> [原文摘录]:
——
作者投稿和查稿 主编审稿 专家审稿 编委审稿 远程编辑

计算机工程 ›› 2024, Vol. 50 ›› Issue (8): 207-215. doi: 10.19678/j.issn.1000-3428.0067530

• 图形图像处理 • 上一篇    下一篇

基于多绘制管线的大规模并行体绘制性能优化技术

王华维1,2,*(), 刘若妍1, 艾志玮1,2, 曹轶1,2   

  1. 1. 北京应用物理与计算数学研究所计算物理重点实验室, 北京 100088
    2. 中物院高性能数值模拟软件中心, 北京 100088
  • 收稿日期:2023-05-04 出版日期:2024-08-15 发布日期:2023-12-29
  • 通讯作者: 王华维
  • 基金资助:
    国家重点研发计划(2017YFB0202203)

Performance Optimization Technique for Large-Scale Parallel Volume Rendering Based on Multiple Rendering Pipelines

Huawei WANG1,2,*(), Ruoyan LIU1, Zhiwei AI1,2, Yi CAO1,2   

  1. 1. Laboratory of Computational Physics, Institute of Applied Physics and Computational Mathematics, Beijing 100088, China
    2. CAEP Software Center for High Performance Numerical Simulation, Beijing 100088, China
  • Received:2023-05-04 Online:2024-08-15 Published:2023-12-29
  • Contact: Huawei WANG

摘要:

针对数值模拟输出的大规模科学数据, 体绘制方法为了刻画复杂物理特征, 会进行高密度光线采样, 但由此带来了极大的计算开销和数据增量。在国产自主CPU高性能计算机上, 由于处理器单核的计算能力低于商业CPU, 只能使用更多的处理器核来分担体绘制任务, 从而引起了采样数据并行通信的可扩展性瓶颈。为充分利用国产自主CPU高性能计算机来高效完成体绘制任务, 针对大规模并行体绘制提出一种基于多绘制管线的性能优化技术, 通过多管线、多进程的两级并行模式来降低单条管线的并行规模。在大规模并行体绘制中, 该技术将绘制目标图像划分成多个子区域, 绘制进程则相应分组, 每个进程组独立执行一条绘制管线, 以完成图像相应子区域的绘制, 最后再收集所有的图像子区域, 形成完整图像并输出。实验结果表明, 优化后的体绘制算法在国产自主CPU高性能计算机上可以扩展到万核规模, 并能有效完成体绘制任务。
——
(已存数据集条目)
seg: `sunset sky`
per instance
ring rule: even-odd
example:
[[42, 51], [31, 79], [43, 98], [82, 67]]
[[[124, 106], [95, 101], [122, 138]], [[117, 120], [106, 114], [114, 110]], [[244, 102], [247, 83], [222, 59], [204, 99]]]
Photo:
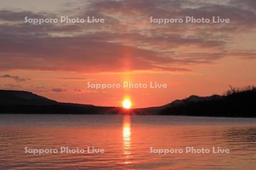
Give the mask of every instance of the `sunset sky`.
[[[104, 18], [104, 23], [25, 23], [24, 17]], [[151, 23], [150, 18], [230, 23]], [[168, 84], [86, 88], [88, 82]], [[256, 84], [256, 1], [0, 1], [0, 88], [59, 101], [133, 107]]]

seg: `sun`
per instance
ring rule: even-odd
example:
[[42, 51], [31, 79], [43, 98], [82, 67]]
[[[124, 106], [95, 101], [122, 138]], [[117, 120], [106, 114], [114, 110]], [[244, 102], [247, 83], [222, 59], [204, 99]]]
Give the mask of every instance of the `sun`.
[[123, 101], [123, 107], [125, 109], [130, 109], [131, 107], [131, 102], [129, 99], [125, 99]]

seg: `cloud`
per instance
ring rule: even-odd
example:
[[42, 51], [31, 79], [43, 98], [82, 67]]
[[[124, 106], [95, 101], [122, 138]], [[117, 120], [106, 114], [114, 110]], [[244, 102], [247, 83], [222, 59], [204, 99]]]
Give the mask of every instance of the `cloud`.
[[9, 74], [0, 75], [0, 77], [3, 78], [13, 79], [17, 82], [26, 82], [27, 80], [31, 80], [30, 78], [20, 78], [19, 76], [16, 76], [16, 75], [10, 75]]
[[[254, 1], [233, 2], [96, 0], [55, 14], [0, 10], [0, 20], [11, 23], [0, 24], [0, 70], [190, 71], [191, 65], [212, 64], [230, 56], [229, 46], [236, 44], [236, 33], [253, 32], [256, 28]], [[102, 17], [106, 22], [22, 23], [25, 16], [45, 18], [65, 14]], [[150, 16], [220, 16], [232, 22], [159, 26], [149, 23]]]
[[52, 89], [52, 91], [55, 92], [66, 92], [67, 90], [64, 88], [53, 88]]

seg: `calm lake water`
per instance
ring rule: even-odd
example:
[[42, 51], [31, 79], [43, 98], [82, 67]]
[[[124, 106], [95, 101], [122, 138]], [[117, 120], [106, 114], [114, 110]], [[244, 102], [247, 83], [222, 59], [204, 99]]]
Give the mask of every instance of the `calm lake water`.
[[[255, 141], [256, 118], [0, 114], [0, 169], [255, 169]], [[57, 153], [26, 153], [26, 147]], [[61, 153], [61, 147], [85, 152]], [[230, 153], [213, 154], [213, 147]], [[155, 152], [175, 148], [183, 152]]]

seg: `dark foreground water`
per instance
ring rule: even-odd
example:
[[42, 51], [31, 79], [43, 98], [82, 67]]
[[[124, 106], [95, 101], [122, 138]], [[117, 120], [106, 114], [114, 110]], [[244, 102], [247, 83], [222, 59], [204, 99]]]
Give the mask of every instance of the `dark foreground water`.
[[0, 169], [255, 169], [255, 140], [256, 118], [0, 114]]

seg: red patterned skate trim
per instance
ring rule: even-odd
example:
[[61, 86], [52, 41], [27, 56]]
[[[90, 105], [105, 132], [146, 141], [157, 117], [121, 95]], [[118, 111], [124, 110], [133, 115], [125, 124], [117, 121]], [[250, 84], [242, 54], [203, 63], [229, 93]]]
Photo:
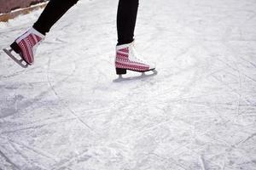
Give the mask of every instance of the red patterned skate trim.
[[32, 65], [33, 63], [33, 47], [41, 40], [42, 38], [38, 36], [29, 34], [26, 37], [18, 42], [21, 50], [22, 58], [27, 64]]
[[149, 69], [149, 65], [148, 65], [130, 60], [128, 48], [125, 48], [117, 51], [115, 67], [137, 71], [145, 71]]

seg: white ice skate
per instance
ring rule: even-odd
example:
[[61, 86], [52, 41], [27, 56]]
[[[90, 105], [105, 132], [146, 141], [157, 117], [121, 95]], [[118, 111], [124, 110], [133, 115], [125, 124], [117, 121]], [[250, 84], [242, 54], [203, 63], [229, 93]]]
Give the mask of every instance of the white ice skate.
[[152, 71], [153, 75], [157, 74], [154, 64], [143, 61], [138, 56], [134, 42], [116, 47], [115, 69], [119, 78], [122, 78], [121, 75], [126, 74], [127, 70], [142, 73]]
[[[18, 65], [26, 68], [29, 65], [33, 64], [37, 47], [44, 39], [44, 36], [43, 34], [31, 28], [19, 37], [10, 45], [10, 48], [3, 48], [3, 50]], [[18, 54], [20, 57], [15, 56], [12, 51]]]

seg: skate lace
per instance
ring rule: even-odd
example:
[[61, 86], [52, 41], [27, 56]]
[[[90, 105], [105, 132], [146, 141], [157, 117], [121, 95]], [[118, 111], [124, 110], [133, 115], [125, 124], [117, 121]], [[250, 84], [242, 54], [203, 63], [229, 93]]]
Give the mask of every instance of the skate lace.
[[136, 59], [138, 62], [141, 62], [141, 63], [145, 63], [145, 61], [140, 58], [138, 58], [137, 56], [141, 56], [137, 51], [136, 50], [136, 46], [135, 46], [135, 43], [134, 42], [132, 42], [130, 45], [130, 48], [131, 48], [131, 55], [134, 59]]

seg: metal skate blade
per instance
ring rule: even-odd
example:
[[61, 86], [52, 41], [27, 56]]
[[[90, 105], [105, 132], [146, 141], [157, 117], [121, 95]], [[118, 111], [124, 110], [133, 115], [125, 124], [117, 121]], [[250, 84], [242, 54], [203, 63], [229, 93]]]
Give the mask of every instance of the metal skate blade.
[[[119, 75], [119, 77], [115, 80], [113, 80], [113, 82], [125, 82], [125, 81], [133, 81], [133, 80], [142, 80], [142, 79], [145, 79], [145, 78], [148, 78], [150, 76], [154, 76], [155, 75], [157, 75], [157, 71], [153, 70], [153, 71], [153, 71], [153, 74], [146, 74], [145, 72], [142, 72], [141, 76], [131, 76], [131, 77], [123, 77], [122, 75]], [[147, 72], [149, 72], [147, 71]]]
[[23, 68], [26, 68], [28, 66], [28, 64], [26, 63], [26, 61], [23, 59], [18, 60], [15, 55], [12, 54], [12, 48], [3, 48], [3, 51], [4, 51], [4, 53], [6, 53], [6, 54], [8, 54], [8, 56], [9, 56], [9, 58], [11, 58], [14, 61], [15, 61], [18, 65], [20, 65], [21, 67]]

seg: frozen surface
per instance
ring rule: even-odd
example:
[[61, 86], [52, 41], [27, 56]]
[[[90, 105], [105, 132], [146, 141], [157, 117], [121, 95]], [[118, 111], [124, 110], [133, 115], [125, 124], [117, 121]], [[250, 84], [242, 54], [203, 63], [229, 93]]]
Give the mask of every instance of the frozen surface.
[[[141, 1], [159, 74], [120, 82], [117, 3], [79, 2], [28, 69], [0, 52], [0, 169], [255, 170], [256, 1]], [[0, 48], [40, 12], [0, 23]]]

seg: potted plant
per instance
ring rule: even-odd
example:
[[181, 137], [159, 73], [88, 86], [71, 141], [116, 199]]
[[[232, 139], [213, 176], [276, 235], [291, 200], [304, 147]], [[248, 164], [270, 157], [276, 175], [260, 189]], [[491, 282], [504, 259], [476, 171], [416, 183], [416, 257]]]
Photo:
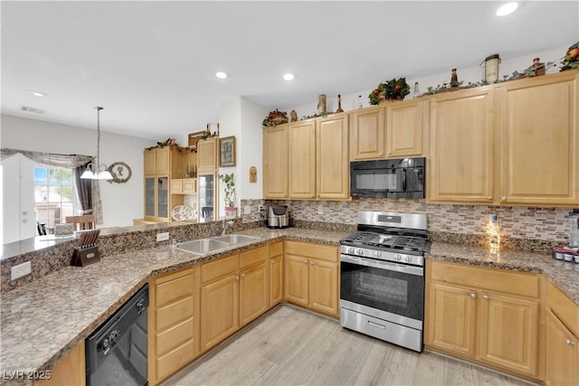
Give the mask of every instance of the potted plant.
[[410, 94], [410, 86], [406, 83], [406, 78], [393, 78], [380, 83], [368, 95], [368, 99], [371, 105], [377, 105], [386, 100], [402, 100], [408, 94]]
[[219, 174], [219, 180], [225, 184], [225, 218], [237, 217], [237, 194], [235, 193], [235, 174]]

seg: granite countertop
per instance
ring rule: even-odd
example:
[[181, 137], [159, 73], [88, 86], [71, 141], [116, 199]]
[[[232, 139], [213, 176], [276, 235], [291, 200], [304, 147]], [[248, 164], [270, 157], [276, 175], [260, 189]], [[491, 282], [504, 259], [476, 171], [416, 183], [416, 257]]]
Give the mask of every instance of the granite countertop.
[[[202, 256], [165, 246], [105, 257], [84, 268], [66, 267], [3, 294], [0, 372], [22, 371], [26, 374], [52, 369], [155, 276], [275, 240], [338, 245], [347, 235], [301, 228], [256, 228], [236, 233], [260, 240]], [[32, 381], [3, 380], [2, 383], [31, 384]]]
[[[106, 257], [84, 268], [66, 267], [3, 294], [0, 371], [52, 369], [155, 276], [276, 240], [338, 245], [348, 234], [303, 228], [255, 228], [236, 233], [260, 240], [203, 256], [164, 246]], [[555, 260], [548, 254], [501, 250], [491, 255], [480, 247], [434, 242], [427, 258], [542, 273], [579, 304], [579, 264]], [[30, 384], [32, 380], [3, 383]]]

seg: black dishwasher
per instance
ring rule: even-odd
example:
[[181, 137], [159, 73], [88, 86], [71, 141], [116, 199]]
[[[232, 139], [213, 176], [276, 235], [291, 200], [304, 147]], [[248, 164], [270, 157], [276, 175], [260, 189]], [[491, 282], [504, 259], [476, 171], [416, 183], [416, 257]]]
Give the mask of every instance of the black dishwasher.
[[147, 308], [143, 286], [85, 341], [87, 385], [147, 385]]

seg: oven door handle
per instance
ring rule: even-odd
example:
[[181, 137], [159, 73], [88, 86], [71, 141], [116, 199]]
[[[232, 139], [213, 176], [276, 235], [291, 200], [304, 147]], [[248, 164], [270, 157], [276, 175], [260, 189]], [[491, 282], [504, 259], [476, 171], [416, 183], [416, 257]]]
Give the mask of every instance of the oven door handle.
[[384, 260], [375, 260], [371, 259], [365, 259], [348, 255], [340, 255], [340, 261], [351, 264], [356, 264], [358, 266], [370, 267], [378, 269], [386, 269], [401, 273], [406, 273], [415, 276], [424, 276], [423, 267], [406, 266], [403, 264], [391, 263]]

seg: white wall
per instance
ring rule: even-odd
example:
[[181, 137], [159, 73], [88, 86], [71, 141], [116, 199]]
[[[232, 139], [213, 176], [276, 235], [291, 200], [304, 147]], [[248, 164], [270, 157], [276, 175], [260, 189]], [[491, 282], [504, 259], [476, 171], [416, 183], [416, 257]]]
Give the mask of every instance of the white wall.
[[[558, 63], [560, 60], [565, 56], [567, 52], [568, 46], [563, 46], [558, 48], [554, 48], [551, 50], [542, 51], [532, 55], [525, 55], [519, 56], [516, 58], [502, 58], [501, 62], [498, 65], [498, 72], [499, 79], [503, 79], [503, 75], [511, 76], [515, 71], [518, 71], [522, 72], [522, 71], [526, 70], [531, 64], [533, 64], [534, 58], [540, 58], [541, 61], [544, 63], [547, 63], [549, 61], [554, 61]], [[484, 58], [481, 59], [481, 61], [484, 61]], [[410, 94], [406, 96], [406, 99], [410, 99], [413, 98], [413, 90], [414, 90], [414, 82], [418, 82], [421, 93], [424, 93], [428, 90], [429, 87], [435, 88], [438, 85], [442, 85], [443, 83], [449, 83], [451, 81], [451, 70], [452, 69], [452, 63], [449, 64], [448, 72], [442, 72], [439, 74], [433, 75], [426, 75], [420, 78], [411, 79], [406, 77], [406, 82], [410, 85]], [[558, 67], [552, 67], [547, 73], [550, 72], [557, 72], [559, 71]], [[388, 80], [387, 79], [381, 79], [379, 77], [379, 71], [376, 71], [376, 82], [375, 85], [369, 89], [362, 89], [360, 91], [356, 91], [352, 94], [342, 95], [342, 108], [344, 111], [354, 110], [357, 108], [357, 100], [358, 96], [362, 96], [362, 102], [365, 108], [370, 107], [370, 102], [368, 101], [368, 95], [372, 92], [379, 83]], [[479, 82], [484, 77], [484, 68], [479, 66], [457, 69], [457, 74], [459, 76], [459, 81], [464, 81], [464, 85], [468, 84], [469, 81], [472, 83]], [[400, 74], [400, 77], [403, 77], [404, 74]], [[323, 90], [320, 90], [320, 94], [323, 94]], [[337, 109], [337, 96], [335, 95], [327, 95], [327, 111], [336, 111]], [[310, 103], [307, 103], [298, 107], [291, 108], [284, 108], [283, 110], [287, 110], [288, 112], [295, 109], [298, 113], [298, 118], [301, 118], [304, 116], [310, 116], [316, 113], [318, 107], [318, 98], [312, 99]], [[280, 108], [281, 109], [281, 108]]]
[[[14, 116], [0, 117], [2, 147], [46, 153], [96, 155], [97, 131]], [[96, 127], [95, 127], [96, 128]], [[100, 162], [122, 161], [132, 170], [125, 184], [100, 181], [103, 207], [101, 228], [131, 226], [143, 217], [143, 150], [155, 141], [100, 130]], [[5, 180], [3, 182], [5, 183]], [[5, 199], [5, 204], [9, 202]]]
——
> [待办事项]:
**a.** 据原文摘录，优化后的体绘制算法在国产自主CPU高性能计算机上可扩展到什么规模？
**b.** 请逐字输出原文摘录中从“计算机工程 ›› 2024, Vol.”起，一直到“国家重点研发计划(2017YFB0202203)”为止的全部内容。
作答时只依据原文摘录。

> [完整答案]:
**a.** 万核规模。

**b.**
计算机工程 ›› 2024, Vol. 50 ›› Issue (8): 207-215. doi: 10.19678/j.issn.1000-3428.0067530

• 图形图像处理 • 上一篇    下一篇

基于多绘制管线的大规模并行体绘制性能优化技术

王华维1,2,*(), 刘若妍1, 艾志玮1,2, 曹轶1,2   

  1. 1. 北京应用物理与计算数学研究所计算物理重点实验室, 北京 100088
    2. 中物院高性能数值模拟软件中心, 北京 100088
  • 收稿日期:2023-05-04 出版日期:2024-08-15 发布日期:2023-12-29
  • 通讯作者: 王华维
  • 基金资助:
    国家重点研发计划(2017YFB0202203)